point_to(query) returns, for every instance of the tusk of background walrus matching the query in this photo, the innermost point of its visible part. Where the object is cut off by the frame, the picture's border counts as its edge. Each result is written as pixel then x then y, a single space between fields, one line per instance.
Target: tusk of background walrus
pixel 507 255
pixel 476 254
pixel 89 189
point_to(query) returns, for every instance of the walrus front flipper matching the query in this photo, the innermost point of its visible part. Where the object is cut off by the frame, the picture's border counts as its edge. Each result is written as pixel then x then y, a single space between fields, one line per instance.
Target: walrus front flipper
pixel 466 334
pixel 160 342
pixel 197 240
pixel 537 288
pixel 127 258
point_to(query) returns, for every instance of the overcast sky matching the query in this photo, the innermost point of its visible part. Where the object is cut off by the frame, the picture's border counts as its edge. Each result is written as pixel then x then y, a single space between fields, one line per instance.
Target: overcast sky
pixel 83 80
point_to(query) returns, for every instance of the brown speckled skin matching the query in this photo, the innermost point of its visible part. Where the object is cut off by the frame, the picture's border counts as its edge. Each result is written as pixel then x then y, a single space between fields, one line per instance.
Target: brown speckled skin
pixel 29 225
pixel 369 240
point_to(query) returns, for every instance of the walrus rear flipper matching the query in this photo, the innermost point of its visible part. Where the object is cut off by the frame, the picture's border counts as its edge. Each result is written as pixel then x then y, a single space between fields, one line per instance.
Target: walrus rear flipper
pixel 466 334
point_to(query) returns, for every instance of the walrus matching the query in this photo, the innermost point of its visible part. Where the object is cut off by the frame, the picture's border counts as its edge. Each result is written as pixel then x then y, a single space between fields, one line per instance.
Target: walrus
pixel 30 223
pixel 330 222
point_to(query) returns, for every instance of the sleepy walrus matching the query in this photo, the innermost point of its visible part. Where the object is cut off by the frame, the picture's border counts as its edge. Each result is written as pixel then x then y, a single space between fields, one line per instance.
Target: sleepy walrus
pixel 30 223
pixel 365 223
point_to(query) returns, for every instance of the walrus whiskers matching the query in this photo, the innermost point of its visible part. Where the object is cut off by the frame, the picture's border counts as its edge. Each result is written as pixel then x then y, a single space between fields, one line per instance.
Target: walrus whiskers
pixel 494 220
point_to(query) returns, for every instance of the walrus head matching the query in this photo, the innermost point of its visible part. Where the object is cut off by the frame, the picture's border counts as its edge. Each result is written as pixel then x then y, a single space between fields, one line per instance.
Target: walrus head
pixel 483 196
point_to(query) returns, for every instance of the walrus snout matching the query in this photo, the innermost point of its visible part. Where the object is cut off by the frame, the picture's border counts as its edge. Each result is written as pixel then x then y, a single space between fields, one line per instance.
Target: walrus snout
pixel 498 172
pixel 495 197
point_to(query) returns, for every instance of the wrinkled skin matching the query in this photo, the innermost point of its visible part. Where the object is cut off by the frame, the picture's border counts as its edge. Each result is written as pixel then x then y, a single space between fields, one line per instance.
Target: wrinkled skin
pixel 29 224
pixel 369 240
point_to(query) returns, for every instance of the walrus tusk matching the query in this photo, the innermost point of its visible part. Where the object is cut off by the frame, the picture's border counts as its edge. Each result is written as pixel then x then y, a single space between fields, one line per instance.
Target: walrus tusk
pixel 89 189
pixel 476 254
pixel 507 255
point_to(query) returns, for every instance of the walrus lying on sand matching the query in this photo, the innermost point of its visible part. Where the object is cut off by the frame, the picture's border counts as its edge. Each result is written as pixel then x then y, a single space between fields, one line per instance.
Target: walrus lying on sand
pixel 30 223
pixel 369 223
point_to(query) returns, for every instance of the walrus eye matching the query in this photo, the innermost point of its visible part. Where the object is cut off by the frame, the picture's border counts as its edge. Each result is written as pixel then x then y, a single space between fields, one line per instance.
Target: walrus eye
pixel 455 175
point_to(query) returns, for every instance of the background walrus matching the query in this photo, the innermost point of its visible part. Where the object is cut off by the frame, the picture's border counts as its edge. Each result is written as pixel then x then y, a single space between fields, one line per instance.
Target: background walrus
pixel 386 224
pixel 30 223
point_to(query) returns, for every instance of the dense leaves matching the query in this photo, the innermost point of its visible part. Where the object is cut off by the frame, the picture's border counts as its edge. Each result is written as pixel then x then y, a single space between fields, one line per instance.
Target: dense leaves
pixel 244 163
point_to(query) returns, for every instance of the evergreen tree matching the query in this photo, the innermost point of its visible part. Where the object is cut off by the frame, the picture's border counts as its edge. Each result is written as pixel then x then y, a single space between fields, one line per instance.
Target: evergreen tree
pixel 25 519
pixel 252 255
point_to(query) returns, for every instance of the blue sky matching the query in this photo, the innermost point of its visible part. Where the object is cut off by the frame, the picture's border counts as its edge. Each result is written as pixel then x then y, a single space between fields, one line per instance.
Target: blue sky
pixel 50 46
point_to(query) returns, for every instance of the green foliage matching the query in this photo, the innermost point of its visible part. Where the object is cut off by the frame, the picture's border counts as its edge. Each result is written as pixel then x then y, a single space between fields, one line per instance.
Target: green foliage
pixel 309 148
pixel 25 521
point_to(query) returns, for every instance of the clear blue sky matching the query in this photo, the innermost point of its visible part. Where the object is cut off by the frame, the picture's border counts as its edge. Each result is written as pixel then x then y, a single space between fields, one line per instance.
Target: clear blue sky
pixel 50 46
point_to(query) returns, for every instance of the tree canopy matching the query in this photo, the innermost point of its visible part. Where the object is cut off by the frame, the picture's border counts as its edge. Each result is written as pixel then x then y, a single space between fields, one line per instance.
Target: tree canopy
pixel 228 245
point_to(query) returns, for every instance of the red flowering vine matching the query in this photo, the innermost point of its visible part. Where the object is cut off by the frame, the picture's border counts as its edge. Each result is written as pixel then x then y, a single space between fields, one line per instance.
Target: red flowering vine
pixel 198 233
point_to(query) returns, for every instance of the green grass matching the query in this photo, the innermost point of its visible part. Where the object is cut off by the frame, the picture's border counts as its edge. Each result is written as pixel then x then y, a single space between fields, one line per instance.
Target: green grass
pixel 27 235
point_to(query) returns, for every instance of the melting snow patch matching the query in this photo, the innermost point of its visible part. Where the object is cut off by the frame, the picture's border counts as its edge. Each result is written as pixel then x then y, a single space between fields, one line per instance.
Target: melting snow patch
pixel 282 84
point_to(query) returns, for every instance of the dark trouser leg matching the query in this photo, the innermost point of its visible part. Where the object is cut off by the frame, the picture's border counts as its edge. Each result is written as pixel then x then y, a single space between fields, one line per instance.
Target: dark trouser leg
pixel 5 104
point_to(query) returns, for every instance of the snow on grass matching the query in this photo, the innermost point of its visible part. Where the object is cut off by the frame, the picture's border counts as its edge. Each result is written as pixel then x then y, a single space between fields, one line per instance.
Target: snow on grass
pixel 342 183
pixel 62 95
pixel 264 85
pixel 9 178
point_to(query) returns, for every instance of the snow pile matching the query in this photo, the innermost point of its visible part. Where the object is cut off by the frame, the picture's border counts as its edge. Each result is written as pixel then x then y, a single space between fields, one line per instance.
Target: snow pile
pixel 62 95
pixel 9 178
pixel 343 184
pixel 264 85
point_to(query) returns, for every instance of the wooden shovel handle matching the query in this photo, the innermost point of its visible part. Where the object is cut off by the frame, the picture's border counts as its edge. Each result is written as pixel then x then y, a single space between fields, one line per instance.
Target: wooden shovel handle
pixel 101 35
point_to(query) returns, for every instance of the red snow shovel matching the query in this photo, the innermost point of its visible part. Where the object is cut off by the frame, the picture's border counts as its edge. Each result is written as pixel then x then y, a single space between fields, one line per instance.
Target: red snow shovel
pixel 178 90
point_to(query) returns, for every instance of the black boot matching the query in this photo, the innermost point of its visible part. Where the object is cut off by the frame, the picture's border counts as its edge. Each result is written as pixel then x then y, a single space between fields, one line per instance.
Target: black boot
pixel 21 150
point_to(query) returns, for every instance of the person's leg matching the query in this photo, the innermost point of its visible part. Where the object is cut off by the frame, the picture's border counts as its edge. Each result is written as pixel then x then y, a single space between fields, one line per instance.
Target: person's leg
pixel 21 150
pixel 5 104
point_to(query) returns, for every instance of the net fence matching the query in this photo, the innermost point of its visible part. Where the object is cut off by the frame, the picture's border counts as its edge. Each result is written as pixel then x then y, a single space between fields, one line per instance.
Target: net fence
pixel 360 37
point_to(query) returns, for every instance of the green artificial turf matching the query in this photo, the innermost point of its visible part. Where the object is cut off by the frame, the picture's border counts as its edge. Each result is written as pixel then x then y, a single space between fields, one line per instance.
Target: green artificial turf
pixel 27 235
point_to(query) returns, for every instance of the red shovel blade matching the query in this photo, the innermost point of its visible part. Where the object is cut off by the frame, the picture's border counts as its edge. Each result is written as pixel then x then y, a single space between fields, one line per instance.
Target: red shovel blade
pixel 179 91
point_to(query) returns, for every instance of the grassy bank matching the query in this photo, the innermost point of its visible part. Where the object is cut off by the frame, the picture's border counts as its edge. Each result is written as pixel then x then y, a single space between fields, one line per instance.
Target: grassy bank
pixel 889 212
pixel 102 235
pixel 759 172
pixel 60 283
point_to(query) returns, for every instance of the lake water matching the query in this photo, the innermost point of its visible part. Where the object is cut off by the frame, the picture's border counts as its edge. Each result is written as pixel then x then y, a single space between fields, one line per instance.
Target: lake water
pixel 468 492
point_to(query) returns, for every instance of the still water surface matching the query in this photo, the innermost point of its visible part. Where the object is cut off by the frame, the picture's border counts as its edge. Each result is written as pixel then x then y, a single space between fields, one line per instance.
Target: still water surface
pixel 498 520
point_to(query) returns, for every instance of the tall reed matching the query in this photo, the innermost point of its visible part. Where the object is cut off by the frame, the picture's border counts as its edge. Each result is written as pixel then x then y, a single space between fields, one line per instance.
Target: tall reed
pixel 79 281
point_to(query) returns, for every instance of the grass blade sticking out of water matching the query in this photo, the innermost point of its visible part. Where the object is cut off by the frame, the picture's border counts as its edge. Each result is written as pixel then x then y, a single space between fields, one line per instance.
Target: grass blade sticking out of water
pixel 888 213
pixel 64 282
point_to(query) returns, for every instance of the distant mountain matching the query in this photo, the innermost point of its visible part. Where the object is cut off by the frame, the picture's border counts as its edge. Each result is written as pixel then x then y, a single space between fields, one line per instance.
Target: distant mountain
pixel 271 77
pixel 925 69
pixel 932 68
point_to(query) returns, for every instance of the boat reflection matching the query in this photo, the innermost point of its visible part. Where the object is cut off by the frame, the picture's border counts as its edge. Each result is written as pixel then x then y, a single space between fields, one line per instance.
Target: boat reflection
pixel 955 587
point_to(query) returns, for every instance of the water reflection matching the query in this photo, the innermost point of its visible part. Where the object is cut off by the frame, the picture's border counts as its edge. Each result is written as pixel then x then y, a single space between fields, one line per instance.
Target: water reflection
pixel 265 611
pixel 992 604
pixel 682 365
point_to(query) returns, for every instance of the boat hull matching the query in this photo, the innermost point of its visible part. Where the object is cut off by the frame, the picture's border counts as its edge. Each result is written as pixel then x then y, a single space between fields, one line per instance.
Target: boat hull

_ _ _ _ _

Objective
Please copy the records from the line containing "point_to(query) returns, for every instance of the boat hull" up to and including the last line, substituting "ship hull" for "boat hull" and keeping everything else the same.

Solved problem
point_to(query) returns, for every instance of the ship hull matching the query in this photo, the innermost point of its visible part. Where the object is cut off by the frame, the picture's border counts as its edge. Each result is written as pixel then x then y, a single space between fields, one line per instance.
Target: ship hull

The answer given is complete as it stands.